[SHORT TASK]: Return every line of the records that contains the string "water", matching case exactly.
[Begin DATA SECTION]
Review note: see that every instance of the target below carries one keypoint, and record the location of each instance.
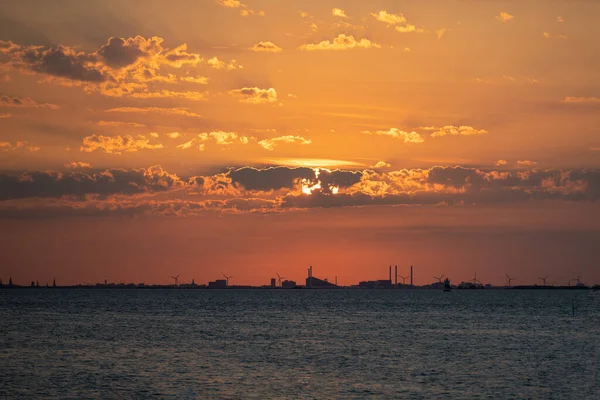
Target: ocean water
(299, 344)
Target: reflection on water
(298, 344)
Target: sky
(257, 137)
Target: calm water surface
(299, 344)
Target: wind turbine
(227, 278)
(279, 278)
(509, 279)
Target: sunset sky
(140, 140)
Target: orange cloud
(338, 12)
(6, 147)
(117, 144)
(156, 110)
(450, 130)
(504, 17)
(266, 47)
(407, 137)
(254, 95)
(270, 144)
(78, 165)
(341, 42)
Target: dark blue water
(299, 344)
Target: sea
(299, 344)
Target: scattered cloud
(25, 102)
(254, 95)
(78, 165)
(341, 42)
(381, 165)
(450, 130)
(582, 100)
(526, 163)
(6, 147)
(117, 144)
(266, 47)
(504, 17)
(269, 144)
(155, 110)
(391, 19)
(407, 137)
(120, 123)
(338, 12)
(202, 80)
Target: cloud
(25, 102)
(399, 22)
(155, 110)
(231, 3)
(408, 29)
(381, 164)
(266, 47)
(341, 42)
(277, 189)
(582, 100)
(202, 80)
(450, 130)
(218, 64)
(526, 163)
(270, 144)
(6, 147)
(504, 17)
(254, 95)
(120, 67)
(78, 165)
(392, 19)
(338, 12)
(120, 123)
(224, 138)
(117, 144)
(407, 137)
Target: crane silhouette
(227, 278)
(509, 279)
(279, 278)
[End DATA SECTION]
[Begin DATA SECTION]
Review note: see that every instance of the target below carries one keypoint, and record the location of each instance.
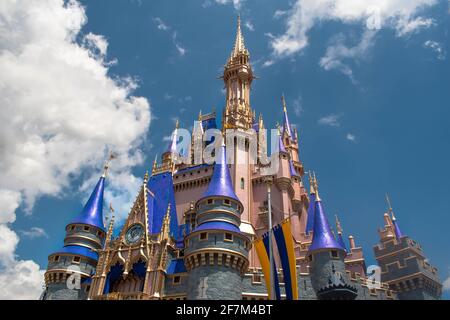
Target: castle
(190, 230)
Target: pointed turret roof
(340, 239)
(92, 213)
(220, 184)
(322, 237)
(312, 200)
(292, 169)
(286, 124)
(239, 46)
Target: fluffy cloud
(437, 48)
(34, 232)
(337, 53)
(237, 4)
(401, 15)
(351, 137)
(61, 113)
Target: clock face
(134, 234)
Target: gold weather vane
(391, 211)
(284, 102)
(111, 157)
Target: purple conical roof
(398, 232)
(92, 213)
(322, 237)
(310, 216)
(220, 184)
[End DATA SECTION]
[THE RESULT]:
Target: ocean water
Target: reflection on water
Target: calm water surface
Target: dark blue water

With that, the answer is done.